** Text **
Step 8. Next, reposition your infant onto your shoulder. This is key. By propping the baby up, you help her remove gas taken in from feeding. If your baby is younger than 6 months old, you will need to keep her there for 10-20 minutes, as well as rub or pat her back. If your baby is over 6 months old, DO NOT hold her in this position for more than 10 minutes. I say this because if you hold her for more than 10 minutes, she will fall into a deeper sleep, which you will jolt her out of when you stand up or place her into the crib, which, as we have said, is not what we want.
Step 9. After the alloted amount of time, gently place your baby in his crib and silently leave. If your infant is younger than 6 months, I would encourage you to occasionally choose to not put him down but rather to hold him while he sleeps, which is wonderful and makes him feel loved and secure. If your child is over 6 months, never hold him for long periods of time after he has fallen asleep, because, though it makes him feel loved and secure, it also makes him want to be held EVERY TIME.
Step 10. Unfortunately, no matter how patient you are, even if you have done every step right and have your child perfectly asleep, sometimes she will wake up. When this happens, I don’t get frustrated because I know it’s not my fault, I’ve done everything right. Rather, I know that my baby has some other issue that is preventing her from staying asleep. If your child wakes up when you set her down, you have 4 choices: 1) Leave her there and leave quietly. Wait to see if she does fall alseep on her own. 2) Sit down with her again and re-offer her the breast. 3) Dance, rock or walk your baby until she falls asleep. 4) Try later because she may have some other matter that needs to be resolved first, like being hungry for lunch in her seat, or an impending bowel movement.

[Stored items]
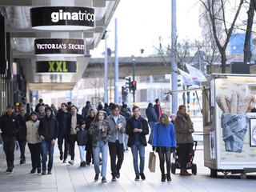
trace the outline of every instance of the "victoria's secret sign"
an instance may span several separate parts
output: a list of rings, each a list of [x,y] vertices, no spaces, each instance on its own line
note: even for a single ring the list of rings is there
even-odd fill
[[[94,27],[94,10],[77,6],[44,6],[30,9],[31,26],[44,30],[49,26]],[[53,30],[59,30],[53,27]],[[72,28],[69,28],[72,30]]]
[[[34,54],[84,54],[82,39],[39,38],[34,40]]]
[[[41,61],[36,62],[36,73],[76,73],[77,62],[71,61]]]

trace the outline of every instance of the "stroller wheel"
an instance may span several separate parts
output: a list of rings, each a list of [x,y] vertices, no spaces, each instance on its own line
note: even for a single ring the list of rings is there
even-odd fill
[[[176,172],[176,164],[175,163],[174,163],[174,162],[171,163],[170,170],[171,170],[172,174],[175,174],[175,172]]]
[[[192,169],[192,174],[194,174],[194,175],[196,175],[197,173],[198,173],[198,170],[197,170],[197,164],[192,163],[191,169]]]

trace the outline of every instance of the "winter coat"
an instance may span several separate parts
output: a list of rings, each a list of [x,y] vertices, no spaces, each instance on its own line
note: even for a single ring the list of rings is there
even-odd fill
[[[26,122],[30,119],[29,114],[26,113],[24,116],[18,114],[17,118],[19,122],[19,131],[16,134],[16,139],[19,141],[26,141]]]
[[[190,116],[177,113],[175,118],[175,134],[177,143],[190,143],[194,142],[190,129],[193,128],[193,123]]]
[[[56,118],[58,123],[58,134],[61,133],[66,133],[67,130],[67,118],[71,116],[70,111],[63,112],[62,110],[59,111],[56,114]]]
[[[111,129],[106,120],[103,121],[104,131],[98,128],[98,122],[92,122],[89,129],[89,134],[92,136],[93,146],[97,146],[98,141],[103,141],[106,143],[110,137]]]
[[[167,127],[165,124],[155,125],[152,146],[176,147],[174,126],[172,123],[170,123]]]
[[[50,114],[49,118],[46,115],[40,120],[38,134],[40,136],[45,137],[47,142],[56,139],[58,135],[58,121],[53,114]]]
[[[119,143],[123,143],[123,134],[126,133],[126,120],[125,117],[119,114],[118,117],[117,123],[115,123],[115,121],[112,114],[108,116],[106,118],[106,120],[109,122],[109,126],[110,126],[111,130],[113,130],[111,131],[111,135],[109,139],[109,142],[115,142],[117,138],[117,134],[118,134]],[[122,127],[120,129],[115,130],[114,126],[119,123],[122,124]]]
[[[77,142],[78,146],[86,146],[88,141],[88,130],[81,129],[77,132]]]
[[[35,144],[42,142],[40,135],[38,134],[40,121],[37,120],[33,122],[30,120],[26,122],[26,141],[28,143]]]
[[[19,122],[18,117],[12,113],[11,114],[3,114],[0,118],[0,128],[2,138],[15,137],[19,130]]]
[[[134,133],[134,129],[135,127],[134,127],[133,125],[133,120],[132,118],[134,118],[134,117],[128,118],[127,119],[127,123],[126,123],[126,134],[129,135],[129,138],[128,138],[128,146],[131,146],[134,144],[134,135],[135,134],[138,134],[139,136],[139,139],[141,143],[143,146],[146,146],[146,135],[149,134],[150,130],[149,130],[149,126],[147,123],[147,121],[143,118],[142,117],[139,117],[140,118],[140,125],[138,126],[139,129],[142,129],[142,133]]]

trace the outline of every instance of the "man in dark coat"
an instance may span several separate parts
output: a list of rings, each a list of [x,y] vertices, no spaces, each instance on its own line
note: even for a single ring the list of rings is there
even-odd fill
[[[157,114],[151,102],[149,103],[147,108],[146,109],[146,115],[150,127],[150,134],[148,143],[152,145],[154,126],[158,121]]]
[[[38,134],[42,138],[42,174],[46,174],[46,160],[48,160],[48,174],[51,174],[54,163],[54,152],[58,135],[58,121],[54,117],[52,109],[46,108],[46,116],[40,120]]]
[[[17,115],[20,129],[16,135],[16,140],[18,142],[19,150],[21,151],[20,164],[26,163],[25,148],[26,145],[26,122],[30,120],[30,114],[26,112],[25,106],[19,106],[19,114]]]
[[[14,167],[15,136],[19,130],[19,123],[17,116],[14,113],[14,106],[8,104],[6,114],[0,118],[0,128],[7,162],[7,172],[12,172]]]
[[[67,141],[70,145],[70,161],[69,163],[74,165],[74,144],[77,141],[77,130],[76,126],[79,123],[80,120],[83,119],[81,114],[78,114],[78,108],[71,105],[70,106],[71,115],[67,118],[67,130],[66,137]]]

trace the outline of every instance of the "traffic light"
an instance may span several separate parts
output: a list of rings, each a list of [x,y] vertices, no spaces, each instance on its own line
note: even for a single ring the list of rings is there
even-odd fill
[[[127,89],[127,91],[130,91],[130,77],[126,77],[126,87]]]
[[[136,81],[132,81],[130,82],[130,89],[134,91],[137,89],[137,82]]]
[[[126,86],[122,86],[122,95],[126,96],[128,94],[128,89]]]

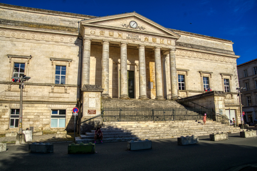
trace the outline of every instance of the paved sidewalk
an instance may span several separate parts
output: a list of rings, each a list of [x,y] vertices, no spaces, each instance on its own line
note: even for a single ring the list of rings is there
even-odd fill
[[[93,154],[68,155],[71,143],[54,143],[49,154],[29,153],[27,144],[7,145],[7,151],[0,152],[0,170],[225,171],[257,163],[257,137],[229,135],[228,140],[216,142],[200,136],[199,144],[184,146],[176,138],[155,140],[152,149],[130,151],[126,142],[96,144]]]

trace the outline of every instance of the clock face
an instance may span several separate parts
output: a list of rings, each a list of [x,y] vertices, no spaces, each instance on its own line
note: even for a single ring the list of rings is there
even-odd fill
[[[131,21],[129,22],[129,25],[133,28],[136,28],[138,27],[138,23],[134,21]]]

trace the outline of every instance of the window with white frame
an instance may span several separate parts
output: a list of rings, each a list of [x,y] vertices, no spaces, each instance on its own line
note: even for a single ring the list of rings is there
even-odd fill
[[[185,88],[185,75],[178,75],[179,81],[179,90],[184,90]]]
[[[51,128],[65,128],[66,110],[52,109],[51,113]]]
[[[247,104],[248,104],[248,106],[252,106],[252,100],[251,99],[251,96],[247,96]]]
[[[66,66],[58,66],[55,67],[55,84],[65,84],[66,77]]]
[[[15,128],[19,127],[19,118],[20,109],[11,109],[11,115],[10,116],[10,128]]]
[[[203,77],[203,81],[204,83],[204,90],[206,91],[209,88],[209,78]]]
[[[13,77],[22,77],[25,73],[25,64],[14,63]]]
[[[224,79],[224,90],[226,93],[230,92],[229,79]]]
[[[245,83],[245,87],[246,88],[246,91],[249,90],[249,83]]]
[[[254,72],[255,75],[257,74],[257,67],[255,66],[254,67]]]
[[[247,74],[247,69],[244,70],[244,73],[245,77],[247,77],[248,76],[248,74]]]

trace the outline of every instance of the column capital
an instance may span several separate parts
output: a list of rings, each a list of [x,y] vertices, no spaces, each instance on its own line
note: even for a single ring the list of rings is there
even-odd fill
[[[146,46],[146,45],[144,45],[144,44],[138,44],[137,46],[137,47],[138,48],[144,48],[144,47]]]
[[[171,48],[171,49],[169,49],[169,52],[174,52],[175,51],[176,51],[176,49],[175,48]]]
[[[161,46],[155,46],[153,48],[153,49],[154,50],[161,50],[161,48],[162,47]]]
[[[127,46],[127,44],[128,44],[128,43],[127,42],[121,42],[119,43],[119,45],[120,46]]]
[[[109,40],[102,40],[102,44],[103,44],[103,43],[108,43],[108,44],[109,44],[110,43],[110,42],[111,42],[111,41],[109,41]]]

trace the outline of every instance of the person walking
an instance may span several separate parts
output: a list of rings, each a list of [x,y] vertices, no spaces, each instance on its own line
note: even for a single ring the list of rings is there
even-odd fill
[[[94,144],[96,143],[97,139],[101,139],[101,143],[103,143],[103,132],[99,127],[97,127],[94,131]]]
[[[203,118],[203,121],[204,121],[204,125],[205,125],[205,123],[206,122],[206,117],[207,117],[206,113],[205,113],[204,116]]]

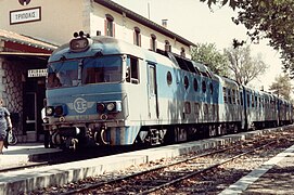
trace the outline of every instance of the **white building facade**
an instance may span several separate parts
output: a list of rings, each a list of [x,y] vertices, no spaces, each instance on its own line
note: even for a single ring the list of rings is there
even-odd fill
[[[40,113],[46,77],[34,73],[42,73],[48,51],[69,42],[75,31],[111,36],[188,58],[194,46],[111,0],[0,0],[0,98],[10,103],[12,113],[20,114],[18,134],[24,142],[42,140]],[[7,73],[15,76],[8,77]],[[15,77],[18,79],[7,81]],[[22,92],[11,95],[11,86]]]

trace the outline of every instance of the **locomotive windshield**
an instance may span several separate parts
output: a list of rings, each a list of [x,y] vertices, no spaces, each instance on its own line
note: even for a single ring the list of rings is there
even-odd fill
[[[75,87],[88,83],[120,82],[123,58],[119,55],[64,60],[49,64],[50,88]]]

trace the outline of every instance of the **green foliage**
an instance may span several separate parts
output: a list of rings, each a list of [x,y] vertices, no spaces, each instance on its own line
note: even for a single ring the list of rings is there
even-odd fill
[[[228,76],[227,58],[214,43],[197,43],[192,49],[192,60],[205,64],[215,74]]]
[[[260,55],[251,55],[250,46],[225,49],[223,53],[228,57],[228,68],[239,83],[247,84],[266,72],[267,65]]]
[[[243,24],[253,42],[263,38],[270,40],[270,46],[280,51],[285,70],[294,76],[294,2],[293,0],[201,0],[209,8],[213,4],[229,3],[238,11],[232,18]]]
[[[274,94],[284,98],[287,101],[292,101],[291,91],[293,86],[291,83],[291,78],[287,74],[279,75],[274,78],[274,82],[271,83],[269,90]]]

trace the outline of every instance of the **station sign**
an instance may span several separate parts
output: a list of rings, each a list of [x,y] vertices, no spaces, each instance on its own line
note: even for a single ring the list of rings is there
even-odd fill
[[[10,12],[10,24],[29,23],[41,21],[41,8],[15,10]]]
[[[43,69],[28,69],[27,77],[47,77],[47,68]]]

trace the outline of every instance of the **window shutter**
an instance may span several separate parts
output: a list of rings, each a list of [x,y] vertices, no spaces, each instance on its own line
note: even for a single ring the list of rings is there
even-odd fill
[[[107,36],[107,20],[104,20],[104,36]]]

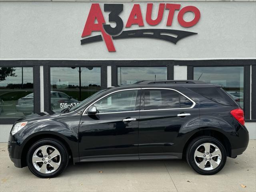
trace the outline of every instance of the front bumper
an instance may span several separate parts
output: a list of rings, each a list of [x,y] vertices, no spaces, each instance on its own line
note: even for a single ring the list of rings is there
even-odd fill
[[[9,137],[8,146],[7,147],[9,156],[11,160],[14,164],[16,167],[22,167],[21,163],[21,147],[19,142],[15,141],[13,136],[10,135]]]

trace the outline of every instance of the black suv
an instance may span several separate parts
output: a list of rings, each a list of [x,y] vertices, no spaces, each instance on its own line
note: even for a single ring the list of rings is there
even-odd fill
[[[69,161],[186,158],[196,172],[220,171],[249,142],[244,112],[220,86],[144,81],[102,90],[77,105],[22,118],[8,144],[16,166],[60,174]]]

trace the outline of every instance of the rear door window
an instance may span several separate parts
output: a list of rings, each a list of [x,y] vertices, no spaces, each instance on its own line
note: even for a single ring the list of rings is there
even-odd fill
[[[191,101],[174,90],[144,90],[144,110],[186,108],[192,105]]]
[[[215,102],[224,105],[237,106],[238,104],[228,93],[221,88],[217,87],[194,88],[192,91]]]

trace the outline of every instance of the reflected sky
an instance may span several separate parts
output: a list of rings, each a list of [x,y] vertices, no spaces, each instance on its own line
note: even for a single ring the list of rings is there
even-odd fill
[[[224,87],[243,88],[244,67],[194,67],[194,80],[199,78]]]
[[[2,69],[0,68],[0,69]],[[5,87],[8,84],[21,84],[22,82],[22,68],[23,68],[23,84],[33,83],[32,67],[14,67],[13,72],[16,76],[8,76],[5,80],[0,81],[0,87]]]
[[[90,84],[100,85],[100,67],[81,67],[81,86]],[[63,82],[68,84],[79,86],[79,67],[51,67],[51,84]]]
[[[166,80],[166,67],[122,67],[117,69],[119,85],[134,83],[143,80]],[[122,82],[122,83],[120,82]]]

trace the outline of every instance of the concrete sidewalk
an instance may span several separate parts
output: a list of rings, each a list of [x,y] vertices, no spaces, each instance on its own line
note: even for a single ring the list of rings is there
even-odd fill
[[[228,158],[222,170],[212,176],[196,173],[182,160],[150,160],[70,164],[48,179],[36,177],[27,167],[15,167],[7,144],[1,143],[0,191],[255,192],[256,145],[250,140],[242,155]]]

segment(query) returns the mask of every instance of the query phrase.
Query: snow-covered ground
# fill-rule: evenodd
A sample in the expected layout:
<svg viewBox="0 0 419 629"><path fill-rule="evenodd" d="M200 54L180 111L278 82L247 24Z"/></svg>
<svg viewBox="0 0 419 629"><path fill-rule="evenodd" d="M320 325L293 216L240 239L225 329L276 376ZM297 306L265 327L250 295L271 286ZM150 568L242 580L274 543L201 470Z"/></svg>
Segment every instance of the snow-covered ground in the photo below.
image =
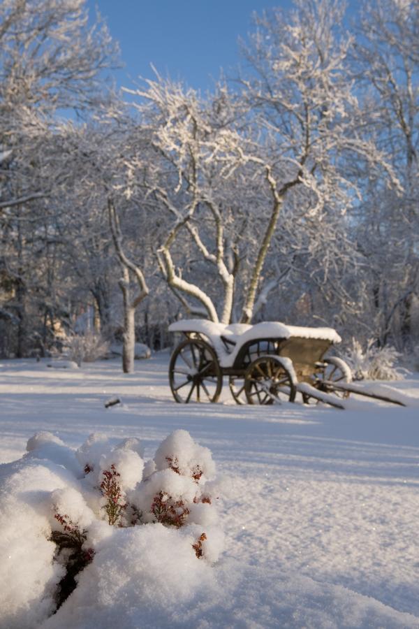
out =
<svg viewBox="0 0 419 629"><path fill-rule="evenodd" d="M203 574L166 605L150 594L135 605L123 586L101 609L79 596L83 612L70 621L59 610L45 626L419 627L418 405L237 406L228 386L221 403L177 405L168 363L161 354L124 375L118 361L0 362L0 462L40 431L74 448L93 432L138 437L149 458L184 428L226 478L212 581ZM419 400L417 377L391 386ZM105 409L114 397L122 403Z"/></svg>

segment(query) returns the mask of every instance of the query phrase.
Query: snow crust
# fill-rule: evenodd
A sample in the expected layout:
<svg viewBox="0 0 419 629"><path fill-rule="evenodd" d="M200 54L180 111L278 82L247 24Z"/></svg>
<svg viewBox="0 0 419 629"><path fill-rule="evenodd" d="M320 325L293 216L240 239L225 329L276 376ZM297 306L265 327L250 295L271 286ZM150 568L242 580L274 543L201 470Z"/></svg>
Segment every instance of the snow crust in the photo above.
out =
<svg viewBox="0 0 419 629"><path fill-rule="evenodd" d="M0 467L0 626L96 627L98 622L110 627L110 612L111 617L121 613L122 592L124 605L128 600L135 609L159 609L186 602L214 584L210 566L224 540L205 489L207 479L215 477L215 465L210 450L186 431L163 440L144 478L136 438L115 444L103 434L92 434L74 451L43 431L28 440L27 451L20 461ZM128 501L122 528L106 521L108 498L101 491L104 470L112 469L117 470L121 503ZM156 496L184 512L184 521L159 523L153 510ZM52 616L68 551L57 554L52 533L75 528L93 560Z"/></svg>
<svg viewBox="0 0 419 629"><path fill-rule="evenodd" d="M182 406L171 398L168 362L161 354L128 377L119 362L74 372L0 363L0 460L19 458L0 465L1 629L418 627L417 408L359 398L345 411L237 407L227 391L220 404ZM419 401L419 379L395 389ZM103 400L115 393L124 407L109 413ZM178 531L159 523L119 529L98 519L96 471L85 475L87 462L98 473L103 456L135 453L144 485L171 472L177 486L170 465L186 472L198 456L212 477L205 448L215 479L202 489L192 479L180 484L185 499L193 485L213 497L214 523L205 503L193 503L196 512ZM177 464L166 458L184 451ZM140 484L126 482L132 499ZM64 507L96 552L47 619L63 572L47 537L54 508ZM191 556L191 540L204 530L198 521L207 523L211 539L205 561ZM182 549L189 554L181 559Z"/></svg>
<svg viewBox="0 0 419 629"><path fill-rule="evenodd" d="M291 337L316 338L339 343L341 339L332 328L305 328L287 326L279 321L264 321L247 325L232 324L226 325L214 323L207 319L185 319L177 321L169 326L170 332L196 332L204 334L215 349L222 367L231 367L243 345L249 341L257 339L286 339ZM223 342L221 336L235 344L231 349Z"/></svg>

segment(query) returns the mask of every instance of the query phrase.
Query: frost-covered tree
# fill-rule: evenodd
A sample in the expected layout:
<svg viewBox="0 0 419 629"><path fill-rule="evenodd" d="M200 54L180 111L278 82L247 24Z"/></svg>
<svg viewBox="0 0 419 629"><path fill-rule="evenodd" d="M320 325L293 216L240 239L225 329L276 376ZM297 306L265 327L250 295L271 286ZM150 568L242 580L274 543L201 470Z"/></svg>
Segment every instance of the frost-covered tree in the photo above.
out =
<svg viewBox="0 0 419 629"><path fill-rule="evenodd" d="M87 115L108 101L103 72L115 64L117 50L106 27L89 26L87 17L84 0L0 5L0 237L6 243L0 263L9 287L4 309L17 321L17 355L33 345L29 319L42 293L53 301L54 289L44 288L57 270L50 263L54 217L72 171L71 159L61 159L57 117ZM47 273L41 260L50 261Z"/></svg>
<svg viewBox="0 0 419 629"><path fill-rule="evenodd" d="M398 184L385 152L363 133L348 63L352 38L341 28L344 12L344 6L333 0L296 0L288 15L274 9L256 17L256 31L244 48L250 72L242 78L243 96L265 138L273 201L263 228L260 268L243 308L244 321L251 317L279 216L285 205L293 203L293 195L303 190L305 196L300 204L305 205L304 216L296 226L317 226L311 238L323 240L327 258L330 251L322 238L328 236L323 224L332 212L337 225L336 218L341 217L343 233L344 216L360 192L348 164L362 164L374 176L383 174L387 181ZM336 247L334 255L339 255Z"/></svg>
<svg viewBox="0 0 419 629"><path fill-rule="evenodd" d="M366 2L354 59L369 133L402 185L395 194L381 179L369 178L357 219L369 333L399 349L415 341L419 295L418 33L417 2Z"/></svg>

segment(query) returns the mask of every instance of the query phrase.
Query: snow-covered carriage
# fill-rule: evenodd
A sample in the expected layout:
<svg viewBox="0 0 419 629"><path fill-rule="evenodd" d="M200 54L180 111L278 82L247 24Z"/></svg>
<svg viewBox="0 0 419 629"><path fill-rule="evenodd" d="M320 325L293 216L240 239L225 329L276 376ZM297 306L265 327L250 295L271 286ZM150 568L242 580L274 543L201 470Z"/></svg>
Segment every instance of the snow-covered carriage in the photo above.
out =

** Tasks to complete **
a – How would you translate this sentence from the sleep guide into Spanish: "By propping the baby up, you help her remove gas taken in from feeding."
b – Reproduce the passage of the sleep guide starting at "Step 9. After" and ending at "held EVERY TIME.", swapping "crib" for "bassinet".
c – According to the sleep guide, what is the longest a baby over 6 months old should be held on the shoulder?
Work from the sleep guide alone.

** Answers for this exercise **
a – Al incorporar al bebé, le ayudas a expulsar los gases que tragó al alimentarse.

b –
Step 9. After the alloted amount of time, gently place your baby in his bassinet and silently leave. If your infant is younger than 6 months, I would encourage you to occasionally choose to not put him down but rather to hold him while he sleeps, which is wonderful and makes him feel loved and secure. If your child is over 6 months, never hold him for long periods of time after he has fallen asleep, because, though it makes him feel loved and secure, it also makes him want to be held EVERY TIME.

c – No more than 10 minutes.